■ Passage to read
*-*-*
The BLM stabs at a tired land

Bush's push for oil and gas development touches down on the San Juan Basin

  • map

    Diane Sylvain

AZTEC, N.M. - A cloud of dust rises into the hot high-desert air as a tanker truck grinds past on a dirt road. The sagebrush landscape is honeycombed with such roads, branching off at every turn. It doesn't matter which one you take - they all lead to natural-gas drilling sites.

"Do you see any reseeding here?" asks Tweeti Blancett, a longtime local rancher, waving a hand at a two-acre well site bulldozed out of the scrub. "I don't see any."

The drilling equipment stands out starkly on the flattened earth. A compressor's racket dispels the silence. Nearby sits a waste pit coated with tar; a chemical smell permeates the air.

This is public land in what the Bureau of Land Management terms a "high development area" in northwestern New Mexico, 7,000 square miles where more than 99 percent of the federal oil and gas resources are leased for production.

The San Juan Basin has been an oil and gas hot spot for more than 80 years. There are few people, but it's a crowded place. Since the completion of the basin's first commercial oil well in 1921 outside Aztec, companies have drilled more than 26,000 oil and gas wells - 18,000 of which are still producing. The basin is actually California's largest single source of natural gas.
*-*-*
■ Listing

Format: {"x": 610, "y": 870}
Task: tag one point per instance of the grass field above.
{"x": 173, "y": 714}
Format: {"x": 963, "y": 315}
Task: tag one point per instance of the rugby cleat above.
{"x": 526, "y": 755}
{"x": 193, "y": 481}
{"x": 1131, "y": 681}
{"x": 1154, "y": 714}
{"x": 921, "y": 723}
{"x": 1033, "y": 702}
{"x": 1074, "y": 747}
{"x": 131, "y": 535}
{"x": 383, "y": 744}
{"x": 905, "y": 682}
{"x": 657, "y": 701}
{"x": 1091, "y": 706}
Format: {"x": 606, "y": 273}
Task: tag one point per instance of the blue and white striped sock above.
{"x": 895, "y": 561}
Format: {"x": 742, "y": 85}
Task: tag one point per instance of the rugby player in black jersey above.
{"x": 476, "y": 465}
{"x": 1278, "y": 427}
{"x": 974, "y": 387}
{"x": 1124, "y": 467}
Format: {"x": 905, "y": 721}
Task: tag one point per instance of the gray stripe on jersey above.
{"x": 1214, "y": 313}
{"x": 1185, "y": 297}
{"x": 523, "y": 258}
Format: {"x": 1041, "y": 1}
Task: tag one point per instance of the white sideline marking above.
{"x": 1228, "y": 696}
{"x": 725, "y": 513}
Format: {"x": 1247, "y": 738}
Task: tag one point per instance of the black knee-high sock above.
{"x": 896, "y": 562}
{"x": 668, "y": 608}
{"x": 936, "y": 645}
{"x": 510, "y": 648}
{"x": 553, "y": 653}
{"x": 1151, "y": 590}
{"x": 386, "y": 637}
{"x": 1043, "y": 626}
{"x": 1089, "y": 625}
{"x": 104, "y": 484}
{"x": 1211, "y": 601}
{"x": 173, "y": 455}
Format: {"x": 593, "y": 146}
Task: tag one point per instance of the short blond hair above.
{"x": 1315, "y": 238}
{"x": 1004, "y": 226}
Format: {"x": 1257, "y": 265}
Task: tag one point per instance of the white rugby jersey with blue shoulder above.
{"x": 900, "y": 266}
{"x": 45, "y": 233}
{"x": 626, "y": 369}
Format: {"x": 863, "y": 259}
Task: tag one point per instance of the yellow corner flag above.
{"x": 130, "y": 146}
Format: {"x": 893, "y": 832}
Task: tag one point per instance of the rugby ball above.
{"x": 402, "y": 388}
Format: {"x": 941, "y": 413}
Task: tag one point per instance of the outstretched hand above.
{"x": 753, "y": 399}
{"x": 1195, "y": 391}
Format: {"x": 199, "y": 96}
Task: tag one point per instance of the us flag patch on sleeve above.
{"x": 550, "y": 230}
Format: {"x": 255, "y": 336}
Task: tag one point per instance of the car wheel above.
*-*-*
■ Set task
Continue the article on natural-gas drilling in the San Juan Basin, starting after its last sentence. The records are material separate from the text.

■ Result below
"They have totally converted millions of acres of public land to a single use," says Mark Pearson, executive director of the San Juan Citizens Alliance, an environmental group based in Durango, Colo.

Now the industry that has carved through this landscape wants to dramatically increase drilling in the New Mexico portion of the San Juan Basin, along the Colorado border. In June, the Farmington office of the BLM released a draft environmental impact statement and 20-year resource-management plan, covering approximately 2 million acres of public land and 3 million acres of subsurface mineral estate. Under this new plan, leaseholders could drill at least 9,942 new gas and oil wells in the next 20 years, more than twice as many as under the existing management plan.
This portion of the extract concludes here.